### Information provided

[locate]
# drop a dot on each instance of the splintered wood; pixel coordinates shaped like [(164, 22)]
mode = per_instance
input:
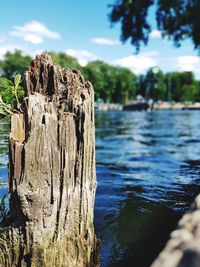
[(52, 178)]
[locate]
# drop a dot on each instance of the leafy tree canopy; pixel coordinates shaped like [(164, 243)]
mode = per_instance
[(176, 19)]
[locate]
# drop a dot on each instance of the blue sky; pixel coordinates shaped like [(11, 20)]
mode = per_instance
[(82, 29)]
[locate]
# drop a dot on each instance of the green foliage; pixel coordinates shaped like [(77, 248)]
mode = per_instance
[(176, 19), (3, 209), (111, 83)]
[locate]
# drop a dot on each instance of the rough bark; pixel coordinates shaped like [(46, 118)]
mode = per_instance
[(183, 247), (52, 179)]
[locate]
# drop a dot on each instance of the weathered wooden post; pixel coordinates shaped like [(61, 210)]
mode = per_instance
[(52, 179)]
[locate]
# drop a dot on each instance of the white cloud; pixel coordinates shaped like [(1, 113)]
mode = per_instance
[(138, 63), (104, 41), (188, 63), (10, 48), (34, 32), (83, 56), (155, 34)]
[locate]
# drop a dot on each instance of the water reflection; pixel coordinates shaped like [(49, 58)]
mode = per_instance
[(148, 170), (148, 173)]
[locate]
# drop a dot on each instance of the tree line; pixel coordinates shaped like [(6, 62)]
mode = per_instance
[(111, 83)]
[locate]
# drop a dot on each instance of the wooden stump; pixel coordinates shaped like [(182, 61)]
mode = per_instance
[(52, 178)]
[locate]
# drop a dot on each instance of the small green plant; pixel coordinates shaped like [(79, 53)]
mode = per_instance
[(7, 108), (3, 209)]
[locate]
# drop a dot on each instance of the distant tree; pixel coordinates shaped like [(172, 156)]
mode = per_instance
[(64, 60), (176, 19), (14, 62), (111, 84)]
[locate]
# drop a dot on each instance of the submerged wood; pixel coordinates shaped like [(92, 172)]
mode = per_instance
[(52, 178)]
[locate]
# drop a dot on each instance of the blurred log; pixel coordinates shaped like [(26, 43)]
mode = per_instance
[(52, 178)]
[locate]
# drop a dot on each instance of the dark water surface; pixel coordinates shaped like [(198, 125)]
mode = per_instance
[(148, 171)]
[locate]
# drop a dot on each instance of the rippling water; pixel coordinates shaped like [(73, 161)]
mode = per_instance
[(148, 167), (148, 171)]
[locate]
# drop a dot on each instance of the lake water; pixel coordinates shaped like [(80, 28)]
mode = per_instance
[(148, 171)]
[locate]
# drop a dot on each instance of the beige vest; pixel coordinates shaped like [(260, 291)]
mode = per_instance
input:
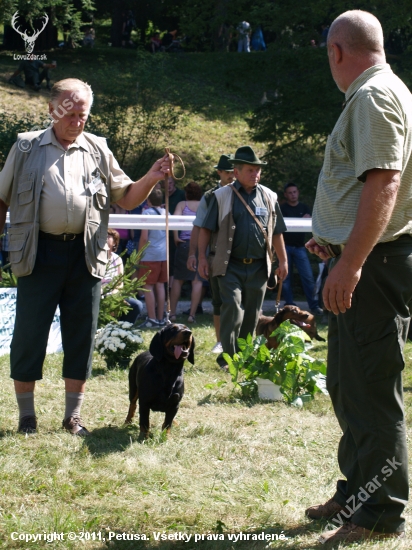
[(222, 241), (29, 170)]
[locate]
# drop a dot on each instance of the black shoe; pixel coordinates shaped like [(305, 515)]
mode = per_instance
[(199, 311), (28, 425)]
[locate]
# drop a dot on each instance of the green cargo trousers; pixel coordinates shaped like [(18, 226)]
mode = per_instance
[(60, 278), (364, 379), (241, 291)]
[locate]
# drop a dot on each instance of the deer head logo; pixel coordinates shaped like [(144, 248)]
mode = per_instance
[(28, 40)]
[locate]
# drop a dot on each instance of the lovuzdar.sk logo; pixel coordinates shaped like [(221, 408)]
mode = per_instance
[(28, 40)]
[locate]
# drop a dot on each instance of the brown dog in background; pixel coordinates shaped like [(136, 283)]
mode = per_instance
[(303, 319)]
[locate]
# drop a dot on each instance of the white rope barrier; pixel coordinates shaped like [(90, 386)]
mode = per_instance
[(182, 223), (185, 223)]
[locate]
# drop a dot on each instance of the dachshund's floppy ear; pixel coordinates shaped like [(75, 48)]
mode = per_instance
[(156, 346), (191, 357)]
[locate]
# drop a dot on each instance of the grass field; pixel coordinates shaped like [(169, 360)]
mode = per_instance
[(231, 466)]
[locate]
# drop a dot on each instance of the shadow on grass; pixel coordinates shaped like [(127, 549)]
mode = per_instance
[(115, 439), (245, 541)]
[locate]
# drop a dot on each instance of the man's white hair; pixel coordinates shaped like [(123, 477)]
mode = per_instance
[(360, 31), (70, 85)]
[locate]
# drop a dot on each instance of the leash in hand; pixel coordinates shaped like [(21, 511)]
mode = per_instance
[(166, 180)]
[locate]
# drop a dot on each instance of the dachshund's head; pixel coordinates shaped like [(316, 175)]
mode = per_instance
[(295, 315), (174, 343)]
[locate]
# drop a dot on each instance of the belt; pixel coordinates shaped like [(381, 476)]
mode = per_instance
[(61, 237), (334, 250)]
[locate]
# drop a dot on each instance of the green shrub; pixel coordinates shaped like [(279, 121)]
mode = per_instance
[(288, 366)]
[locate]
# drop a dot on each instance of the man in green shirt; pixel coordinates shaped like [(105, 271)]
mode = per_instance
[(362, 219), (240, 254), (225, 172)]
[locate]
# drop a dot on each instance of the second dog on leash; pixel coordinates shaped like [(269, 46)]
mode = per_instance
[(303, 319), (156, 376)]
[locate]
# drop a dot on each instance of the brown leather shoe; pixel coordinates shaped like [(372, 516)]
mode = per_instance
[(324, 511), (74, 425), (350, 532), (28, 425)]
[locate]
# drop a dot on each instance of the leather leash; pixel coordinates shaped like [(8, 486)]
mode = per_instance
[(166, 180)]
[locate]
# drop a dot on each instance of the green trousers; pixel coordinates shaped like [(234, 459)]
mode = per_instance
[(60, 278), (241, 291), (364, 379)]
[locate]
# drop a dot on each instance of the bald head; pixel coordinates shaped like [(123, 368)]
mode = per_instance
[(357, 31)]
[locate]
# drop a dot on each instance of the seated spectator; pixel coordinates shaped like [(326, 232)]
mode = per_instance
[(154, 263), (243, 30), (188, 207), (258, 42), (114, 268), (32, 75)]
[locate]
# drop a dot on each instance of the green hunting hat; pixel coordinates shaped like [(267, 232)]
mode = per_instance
* * *
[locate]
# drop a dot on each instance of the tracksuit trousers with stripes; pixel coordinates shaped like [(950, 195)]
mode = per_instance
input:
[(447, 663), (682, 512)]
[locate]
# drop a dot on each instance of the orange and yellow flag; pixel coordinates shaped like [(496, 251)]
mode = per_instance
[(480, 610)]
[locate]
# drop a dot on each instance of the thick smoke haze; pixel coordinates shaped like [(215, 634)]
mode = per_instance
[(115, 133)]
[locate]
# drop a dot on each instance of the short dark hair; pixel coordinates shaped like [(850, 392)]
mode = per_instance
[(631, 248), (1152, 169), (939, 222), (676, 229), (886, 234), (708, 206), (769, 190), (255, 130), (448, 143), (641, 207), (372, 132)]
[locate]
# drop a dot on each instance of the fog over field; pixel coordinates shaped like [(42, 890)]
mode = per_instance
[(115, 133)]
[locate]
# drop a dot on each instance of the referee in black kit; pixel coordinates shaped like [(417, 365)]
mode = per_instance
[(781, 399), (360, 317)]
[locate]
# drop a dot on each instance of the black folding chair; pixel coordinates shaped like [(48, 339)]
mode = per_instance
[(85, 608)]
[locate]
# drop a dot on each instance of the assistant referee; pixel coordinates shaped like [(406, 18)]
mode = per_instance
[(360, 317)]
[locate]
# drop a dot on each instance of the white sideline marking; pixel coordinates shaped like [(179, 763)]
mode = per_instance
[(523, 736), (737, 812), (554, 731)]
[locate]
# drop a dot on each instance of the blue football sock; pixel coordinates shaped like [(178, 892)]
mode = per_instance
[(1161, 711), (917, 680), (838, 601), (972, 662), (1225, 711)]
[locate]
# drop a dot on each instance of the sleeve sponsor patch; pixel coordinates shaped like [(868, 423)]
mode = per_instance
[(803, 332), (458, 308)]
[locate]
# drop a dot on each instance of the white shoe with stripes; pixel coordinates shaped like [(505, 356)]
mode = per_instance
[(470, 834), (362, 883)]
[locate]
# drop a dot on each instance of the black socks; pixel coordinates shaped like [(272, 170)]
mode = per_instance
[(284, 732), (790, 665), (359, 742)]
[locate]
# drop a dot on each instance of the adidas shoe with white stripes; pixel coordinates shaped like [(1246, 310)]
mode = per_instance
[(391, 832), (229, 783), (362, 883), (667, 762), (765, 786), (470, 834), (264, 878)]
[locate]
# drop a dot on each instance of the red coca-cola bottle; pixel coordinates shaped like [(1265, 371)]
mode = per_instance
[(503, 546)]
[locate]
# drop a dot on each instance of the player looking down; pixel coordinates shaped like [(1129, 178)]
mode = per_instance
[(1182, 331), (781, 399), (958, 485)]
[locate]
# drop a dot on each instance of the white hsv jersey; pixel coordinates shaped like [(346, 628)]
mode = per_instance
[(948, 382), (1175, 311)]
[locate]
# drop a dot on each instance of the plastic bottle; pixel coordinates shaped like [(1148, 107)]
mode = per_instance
==
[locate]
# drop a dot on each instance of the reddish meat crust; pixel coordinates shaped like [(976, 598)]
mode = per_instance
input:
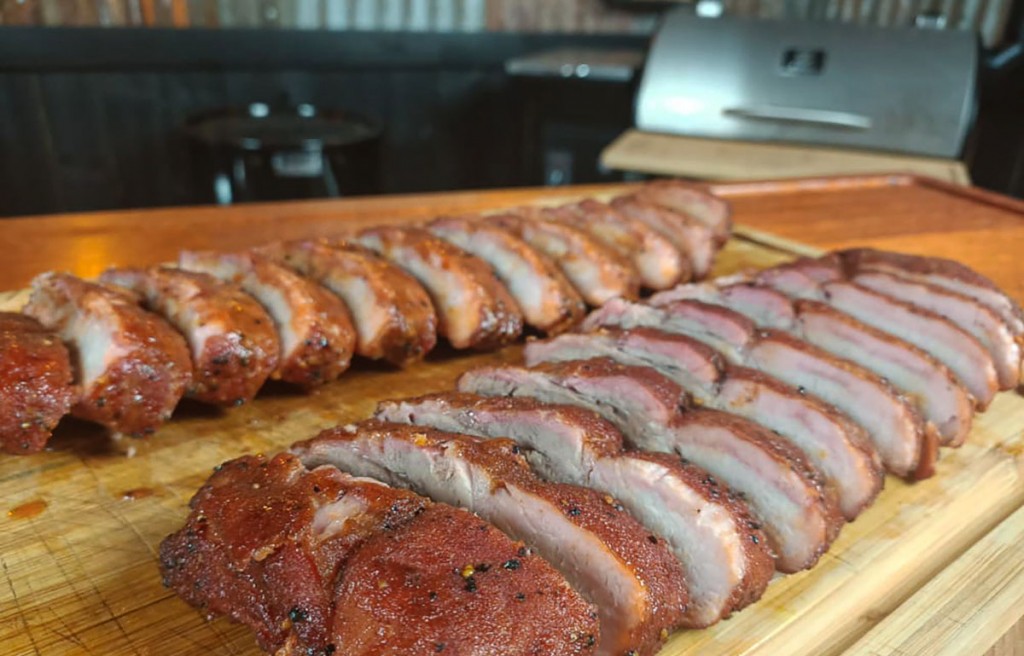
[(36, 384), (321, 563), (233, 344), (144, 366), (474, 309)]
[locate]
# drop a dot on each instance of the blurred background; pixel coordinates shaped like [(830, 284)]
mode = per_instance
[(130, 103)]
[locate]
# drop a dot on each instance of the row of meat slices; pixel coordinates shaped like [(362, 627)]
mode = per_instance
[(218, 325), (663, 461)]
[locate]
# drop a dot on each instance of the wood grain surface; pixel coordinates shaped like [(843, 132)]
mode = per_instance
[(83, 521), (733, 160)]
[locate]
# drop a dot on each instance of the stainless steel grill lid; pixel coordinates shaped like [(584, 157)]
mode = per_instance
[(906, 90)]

### Exercise
Gather every line in the rows above that contains the word "dark", copying each line in full.

### Solution
# drop a dot on each instance of the dark water surface; pixel coordinates shaped like [(198, 125)]
# drop a dot on each instance of the short dark hair; pixel coordinates shaped like [(850, 392)]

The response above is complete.